* Start PASSAGE PROVIDED *

# Any a' ya'll down yunders in that thea south-land?



## deadlegs (Jan 28, 2004)

HELLO. . . 

Anyone home. . . 

SE Tennessee here, (Chattanooga), just speaking up in this empty space.


----------



## SPINDAWG (Aug 24, 2003)

*Just recently moved to Cleveland.*

A little bit north of you. I live near the Ocoee region.Didn't think there would any good riding around here but I was wrong. There's alot of climbing here! I especially like climbing Chilhowee mnt, 7 miles straight up! Got to love it!


----------



## 12x23 (Jan 28, 2004)

*ratcheer*

'bout decided I had the whole se to m'self.


----------



## jaybike (Oct 26, 2003)

Been riding the trainer here in rainy northwest louisiana. i can't wait till we get some warmer days--at least in the 50's would be nice.


----------



## niteschaos (Apr 19, 2002)

Been riding in the rain and after the sleet in Atlanta. I dress up like the Michelin man when it gets below 45.


----------



## deadlegs (Jan 28, 2004)

*How's the knee, 12x23?*

Are you going to have it healed enough for 3ST 3Mtn?



12x23 said:


> 'bout decided I had the whole se to m'self.


----------



## 12x23 (Jan 28, 2004)

*I'm working on it*



deadlegs said:


> Are you going to have it healed enough for 3ST 3Mtn?


Its been giving me some problems, but I'll be at 3s and Cheaha with one leg minimum.


----------



## jaybird (Feb 6, 2004)

Just moved south to Knoxvegas from Bahston... Why is there soo many [email protected] dogs around here?  Orange is ugly...  

Actually I kinda like the place...


----------



## PaulCL (Jan 29, 2000)

*So, does N'thn KY count as Southeast*

I live 10 miles south of Cincinnati, Ohio over the river. We feel southern, but we dip our feet into the northern pool almost everyday. No mountains in my area, but lots of steep hills in and out of the numerous river valleys.


----------



## 12x23 (Jan 28, 2004)

Let's do a little test and see;
1 Does the mother-in-law ever run into the room and shout, "Hey, y'all come look at this before it flushes !!"
2 If the front porch on the trailer falls will more than three dogs die?
3 Does the '82 Camaro have one of more body panels color-mismatched?
4 Do you have one of Dale Jr's tars in the living room used as a cocktail table?

* End PASSAGE PROVIDED *
* Start RECORDS PROVIDED *

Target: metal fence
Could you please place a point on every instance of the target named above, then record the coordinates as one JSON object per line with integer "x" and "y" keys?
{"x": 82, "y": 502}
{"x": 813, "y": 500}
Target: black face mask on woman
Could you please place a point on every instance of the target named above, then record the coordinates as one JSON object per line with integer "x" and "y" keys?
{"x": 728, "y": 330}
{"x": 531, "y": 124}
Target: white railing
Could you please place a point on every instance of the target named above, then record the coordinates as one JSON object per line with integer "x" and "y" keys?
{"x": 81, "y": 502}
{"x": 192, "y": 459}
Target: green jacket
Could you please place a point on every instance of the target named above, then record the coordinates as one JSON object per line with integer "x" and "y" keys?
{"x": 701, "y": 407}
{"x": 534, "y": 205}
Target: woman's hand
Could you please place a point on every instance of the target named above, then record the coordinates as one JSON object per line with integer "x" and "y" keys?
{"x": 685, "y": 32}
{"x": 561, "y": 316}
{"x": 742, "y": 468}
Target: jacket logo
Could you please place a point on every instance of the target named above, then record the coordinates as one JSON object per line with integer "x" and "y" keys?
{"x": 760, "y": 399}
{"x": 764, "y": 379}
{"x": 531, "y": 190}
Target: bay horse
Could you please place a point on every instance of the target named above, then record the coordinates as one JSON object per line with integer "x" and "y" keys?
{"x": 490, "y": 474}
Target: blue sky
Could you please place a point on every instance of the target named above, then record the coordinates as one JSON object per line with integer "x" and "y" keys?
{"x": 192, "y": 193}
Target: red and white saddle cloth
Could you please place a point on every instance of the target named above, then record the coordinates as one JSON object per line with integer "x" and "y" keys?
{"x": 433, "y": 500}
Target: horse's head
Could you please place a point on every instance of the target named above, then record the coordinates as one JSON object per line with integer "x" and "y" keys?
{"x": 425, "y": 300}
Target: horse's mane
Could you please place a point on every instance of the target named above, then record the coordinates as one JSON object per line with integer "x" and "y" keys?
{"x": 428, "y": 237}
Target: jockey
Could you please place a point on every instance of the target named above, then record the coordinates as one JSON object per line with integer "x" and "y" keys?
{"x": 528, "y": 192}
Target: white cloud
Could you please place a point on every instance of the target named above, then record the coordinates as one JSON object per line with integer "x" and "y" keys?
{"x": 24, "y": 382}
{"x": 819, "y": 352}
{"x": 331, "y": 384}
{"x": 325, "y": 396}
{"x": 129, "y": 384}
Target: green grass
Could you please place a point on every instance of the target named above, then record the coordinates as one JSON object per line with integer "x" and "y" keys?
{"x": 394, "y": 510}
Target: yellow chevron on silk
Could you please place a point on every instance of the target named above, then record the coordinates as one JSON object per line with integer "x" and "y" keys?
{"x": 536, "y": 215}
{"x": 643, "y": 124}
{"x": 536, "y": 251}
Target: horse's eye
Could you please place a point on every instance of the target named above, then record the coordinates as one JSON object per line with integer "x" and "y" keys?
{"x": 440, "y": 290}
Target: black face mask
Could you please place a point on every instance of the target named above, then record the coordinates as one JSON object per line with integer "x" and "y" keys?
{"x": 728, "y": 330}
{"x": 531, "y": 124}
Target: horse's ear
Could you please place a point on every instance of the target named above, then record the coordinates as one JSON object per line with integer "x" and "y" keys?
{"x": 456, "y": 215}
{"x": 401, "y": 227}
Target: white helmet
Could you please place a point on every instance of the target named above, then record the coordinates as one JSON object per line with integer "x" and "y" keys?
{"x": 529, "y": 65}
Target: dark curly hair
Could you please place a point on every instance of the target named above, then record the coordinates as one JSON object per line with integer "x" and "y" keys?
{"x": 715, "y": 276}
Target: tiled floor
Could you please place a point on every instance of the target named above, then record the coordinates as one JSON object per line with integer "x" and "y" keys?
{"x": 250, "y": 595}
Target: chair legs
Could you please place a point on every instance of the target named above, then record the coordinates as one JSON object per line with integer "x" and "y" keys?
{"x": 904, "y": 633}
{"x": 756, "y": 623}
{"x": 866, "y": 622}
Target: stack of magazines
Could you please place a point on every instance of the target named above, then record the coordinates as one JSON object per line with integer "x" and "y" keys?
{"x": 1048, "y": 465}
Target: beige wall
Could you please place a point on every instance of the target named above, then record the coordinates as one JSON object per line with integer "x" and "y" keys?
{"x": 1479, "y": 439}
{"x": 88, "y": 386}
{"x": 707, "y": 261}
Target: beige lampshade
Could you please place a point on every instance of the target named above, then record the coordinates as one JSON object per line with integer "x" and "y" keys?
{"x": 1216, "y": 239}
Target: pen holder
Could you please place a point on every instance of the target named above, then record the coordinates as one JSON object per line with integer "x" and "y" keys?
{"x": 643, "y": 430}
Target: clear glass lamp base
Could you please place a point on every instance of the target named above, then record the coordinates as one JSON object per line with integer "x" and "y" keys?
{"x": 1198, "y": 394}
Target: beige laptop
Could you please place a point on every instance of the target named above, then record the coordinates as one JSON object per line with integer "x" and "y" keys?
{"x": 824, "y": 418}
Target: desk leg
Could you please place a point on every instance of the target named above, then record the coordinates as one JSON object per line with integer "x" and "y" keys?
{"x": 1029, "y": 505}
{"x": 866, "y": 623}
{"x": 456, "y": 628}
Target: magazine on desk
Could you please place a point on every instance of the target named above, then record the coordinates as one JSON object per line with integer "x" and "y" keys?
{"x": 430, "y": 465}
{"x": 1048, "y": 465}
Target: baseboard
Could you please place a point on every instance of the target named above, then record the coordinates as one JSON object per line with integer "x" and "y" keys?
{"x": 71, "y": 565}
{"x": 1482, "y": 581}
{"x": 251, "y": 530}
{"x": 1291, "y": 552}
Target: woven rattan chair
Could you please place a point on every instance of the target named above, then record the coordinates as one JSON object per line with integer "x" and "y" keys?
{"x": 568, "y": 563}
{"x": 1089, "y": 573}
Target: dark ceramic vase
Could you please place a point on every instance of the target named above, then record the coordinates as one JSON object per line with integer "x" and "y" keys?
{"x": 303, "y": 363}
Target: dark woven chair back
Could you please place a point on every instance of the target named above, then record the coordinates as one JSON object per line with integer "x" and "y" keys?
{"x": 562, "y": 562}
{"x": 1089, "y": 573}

* End RECORDS PROVIDED *

▶ [WRITTEN PROBLEM 1]: List the usernames of all the different people who post in the forum thread about riding in the South.
▶ [WRITTEN PROBLEM 2]: In the forum thread about riding in the South, rewrite the paragraph that begins "A little bit north of you" as a short bulleted list that keeps its main facts.
▶ [WRITTEN PROBLEM 3]: Resume the forum thread about riding in the South, starting right after the final numbered question of the test.

▶ [RIGHT ANSWER 1]:
deadlegs
SPINDAWG
12x23
jaybike
niteschaos
jaybird
PaulCL

▶ [RIGHT ANSWER 2]:
- Lives a little north of the previous poster, near the Ocoee region.
- Expected no good riding in the area but found otherwise.
- Says there is a lot of climbing there.
- Especially enjoys climbing Chilhowee, 7 miles straight up.

▶ [RIGHT ANSWER 3]:
5 Do you have a bumper sticker that reads, "Honk If You Love Cheetos"?


If you answer yes to one or more I'd say you're in. ;-)


----------



## PaulCL (Jan 29, 2000)

*I think I passed this test*

I ain't got no yesems to the questions above but I do have...

-more tattoos than teeth
-a "# 3" on each one of my pickups
-a real powerful attraction to my sister
-13 siblings, 45 nieces and nephews, 384 cousins and I'm only 28 years old!
-most impotent of all: I's gots my sixth grade certificate!

Am I in??

Paul


----------



## 12x23 (Jan 28, 2004)

*You sure did ........*

just don't go broadcasting that higher education ... makes folks around here uncomfortable.


----------



## jaybird (Feb 6, 2004)

*incest.*



PaulCL said:


> I ain't got no yesems to the questions above but I do have...
> 
> -more tattoos than teeth
> -a "# 3" on each one of my pickups
> ...



Incest: "A game the whole family can play."


----------



## |brake-out| (Feb 23, 2004)

*Kind of different, ain't it ?*



jaybird said:


> Just moved south to Knoxvegas from Bahston... Why is there soo many [email protected] dogs around here?  Orange is ugly...
> 
> Actually I kinda like the place...


Yeah, knoxvegas isn't all that bad, I wish the job opp. were better...but if you've got a good one, then it's a pretty decent place to live. Have you ridden up the foothills pkwy. ? It's not really a "hard" climb, but it is about 8-9 miles up. The downhill is awesome...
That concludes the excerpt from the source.